#### EXTRACT

Advancements in high-throughput biomedical applications necessitate real-time, large field-of-view (FOV) imaging capabilities. Conventional lens-free imaging (LFI) systems, while addressing the limitations of physical lenses, have been constrained by dynamic, hard-to-model optical fields, resulting in a limited one-shot FOV of approximately 20 $mm^2$. This restriction has been a major bottleneck in applications like live-cell imaging and automation of microfluidic systems for biomedical research. Here, we present a deep-learning(DL)-based imaging framework -- GenLFI -- leveraging generative artificial intelligence (AI) for holographic image reconstruction. We demonstrate that GenLFI can achieve a real-time FOV over 550 $mm^2$, surpassing the current LFI system by more than 20-fold, and even larger than the world's largest confocal microscope by 1.76 times. The resolution is at the sub-pixel level of 5.52 $\mu m$, without the need for a shifting light source. The unsupervised learning-based reconstruction does not require optical field modeling, making imaging dynamic 3D samples (e.g., droplet-based microfluidics and 3D cell models) in complex optical fields possible. This GenLFI framework unlocks the potential of LFI systems, offering a robust tool to tackle new frontiers in high-throughput biomedical applications such as drug discovery.

翻译：高通量生物医学应用的进步要求具备实时、大视场（FOV）成像能力。传统无透镜成像（LFI）系统虽克服了物理透镜的局限，但受限于动态且难以建模的光场，其单次成像视场仅约20平方毫米。这一限制成为活细胞成像及微流控系统自动化等生物医学研究应用中的主要瓶颈。本文提出一种基于深度学习（DL）的成像框架——GenLFI，利用生成式人工智能（AI）实现全息图像重建。我们证明，GenLFI可实现实时视场超过550平方毫米，较现有LFI系统提升20倍以上，甚至达到全球最大共聚焦显微镜的1.76倍。其分辨率达亚像素级5.52微米，且无需移动光源。基于无监督学习的重建过程无需光场建模，使得在复杂光场中对动态三维样本（如液滴微流控和三维细胞模型）进行成像成为可能。该GenLFI框架释放了LFI系统的潜力，为高通量生物医学应用（如药物发现）中的前沿研究提供了强大工具。

########
#### EXTRACTED RECORDS

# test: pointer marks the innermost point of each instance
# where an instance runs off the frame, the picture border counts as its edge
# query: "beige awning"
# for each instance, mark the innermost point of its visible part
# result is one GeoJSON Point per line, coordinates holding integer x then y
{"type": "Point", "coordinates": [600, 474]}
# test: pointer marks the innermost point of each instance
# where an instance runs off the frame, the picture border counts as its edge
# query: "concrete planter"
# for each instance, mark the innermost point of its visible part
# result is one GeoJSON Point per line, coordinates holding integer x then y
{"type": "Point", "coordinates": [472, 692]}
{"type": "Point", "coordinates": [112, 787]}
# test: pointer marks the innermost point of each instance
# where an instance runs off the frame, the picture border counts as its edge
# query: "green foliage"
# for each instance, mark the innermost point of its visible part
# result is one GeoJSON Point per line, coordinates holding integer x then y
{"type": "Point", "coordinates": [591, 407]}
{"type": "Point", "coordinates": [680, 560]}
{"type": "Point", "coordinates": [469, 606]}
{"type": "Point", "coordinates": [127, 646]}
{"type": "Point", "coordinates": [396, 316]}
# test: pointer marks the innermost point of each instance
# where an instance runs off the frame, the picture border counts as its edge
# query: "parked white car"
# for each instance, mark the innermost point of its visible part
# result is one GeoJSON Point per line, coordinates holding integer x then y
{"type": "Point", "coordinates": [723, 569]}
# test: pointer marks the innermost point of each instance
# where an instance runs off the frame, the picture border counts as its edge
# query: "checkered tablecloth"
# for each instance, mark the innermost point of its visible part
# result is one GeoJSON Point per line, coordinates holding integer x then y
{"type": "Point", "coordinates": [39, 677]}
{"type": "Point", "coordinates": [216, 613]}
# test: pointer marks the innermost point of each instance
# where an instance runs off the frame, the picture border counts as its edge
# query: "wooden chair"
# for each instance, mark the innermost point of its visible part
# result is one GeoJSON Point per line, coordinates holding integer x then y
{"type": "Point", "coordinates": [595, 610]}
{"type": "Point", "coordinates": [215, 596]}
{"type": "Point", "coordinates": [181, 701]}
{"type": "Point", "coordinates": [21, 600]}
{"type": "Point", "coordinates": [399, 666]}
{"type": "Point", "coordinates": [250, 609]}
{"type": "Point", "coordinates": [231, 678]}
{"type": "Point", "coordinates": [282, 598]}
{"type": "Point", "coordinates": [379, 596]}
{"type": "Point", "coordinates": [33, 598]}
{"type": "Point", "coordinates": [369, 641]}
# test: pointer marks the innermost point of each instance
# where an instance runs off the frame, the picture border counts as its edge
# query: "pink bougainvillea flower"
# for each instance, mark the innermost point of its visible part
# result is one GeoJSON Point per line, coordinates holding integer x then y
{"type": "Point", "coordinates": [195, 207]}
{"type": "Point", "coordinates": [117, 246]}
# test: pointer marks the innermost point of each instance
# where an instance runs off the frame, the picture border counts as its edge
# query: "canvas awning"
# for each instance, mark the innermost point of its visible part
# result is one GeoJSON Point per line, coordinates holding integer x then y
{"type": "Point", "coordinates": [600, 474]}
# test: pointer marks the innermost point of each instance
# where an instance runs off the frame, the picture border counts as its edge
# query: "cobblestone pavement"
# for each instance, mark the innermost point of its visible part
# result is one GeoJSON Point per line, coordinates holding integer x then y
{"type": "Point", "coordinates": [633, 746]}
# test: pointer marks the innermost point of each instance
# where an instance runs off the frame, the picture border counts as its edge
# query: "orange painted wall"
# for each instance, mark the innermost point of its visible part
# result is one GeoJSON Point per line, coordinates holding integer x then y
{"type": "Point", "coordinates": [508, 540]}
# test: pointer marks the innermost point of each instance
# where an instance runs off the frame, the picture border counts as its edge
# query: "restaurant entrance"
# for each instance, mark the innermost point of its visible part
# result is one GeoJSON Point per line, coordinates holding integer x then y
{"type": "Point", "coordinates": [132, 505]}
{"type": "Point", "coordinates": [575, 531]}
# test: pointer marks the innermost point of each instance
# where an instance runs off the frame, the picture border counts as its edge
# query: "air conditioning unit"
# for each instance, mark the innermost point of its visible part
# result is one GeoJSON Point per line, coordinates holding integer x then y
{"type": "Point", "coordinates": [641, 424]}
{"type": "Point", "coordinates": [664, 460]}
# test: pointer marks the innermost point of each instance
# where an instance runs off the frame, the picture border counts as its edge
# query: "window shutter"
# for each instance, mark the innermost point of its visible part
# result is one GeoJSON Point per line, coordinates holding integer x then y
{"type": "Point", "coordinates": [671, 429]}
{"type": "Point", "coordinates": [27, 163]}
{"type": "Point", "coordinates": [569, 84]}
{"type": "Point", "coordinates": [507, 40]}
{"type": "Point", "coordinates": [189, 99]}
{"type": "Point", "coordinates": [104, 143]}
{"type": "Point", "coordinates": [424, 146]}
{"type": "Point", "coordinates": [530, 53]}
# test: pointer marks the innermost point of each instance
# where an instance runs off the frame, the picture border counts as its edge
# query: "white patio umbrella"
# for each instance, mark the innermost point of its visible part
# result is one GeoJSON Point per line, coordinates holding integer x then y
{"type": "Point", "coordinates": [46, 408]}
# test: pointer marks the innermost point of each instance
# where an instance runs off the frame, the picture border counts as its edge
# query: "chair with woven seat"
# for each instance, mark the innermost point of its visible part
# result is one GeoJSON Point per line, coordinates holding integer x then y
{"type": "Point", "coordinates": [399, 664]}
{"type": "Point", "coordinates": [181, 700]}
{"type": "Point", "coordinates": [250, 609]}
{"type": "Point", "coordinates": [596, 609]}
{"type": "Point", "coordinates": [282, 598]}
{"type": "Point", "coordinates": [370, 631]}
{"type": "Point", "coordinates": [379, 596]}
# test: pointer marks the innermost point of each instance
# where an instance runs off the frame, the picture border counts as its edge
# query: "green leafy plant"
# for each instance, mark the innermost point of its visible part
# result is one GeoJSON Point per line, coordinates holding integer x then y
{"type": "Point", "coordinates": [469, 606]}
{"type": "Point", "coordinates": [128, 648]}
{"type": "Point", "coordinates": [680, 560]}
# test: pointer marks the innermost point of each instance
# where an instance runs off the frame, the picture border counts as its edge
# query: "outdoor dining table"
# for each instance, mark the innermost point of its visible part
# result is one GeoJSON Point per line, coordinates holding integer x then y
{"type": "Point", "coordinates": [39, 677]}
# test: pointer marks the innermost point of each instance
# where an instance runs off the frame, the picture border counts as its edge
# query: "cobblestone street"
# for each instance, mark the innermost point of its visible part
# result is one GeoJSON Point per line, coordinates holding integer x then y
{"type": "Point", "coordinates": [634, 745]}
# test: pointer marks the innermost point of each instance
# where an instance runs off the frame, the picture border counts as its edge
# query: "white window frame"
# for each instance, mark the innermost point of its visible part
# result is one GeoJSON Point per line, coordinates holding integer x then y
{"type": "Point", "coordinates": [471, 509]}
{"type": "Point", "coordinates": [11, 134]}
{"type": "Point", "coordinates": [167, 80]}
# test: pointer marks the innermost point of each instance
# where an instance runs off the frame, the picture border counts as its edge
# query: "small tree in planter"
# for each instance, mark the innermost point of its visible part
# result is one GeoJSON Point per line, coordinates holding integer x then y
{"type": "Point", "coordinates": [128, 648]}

########

PROBLEM DETAILS:
Answer these questions from the text on lens-free imaging:
(a) What one-shot field of view are conventional lens-free imaging systems limited to?
(b) What resolution does GenLFI achieve?
(c) Which high-throughput biomedical application is named as an example in the final sentence?

RESULT:
(a) Approximately 20 mm².
(b) A sub-pixel resolution of 5.52 μm, without the need for a shifting light source.
(c) Drug discovery.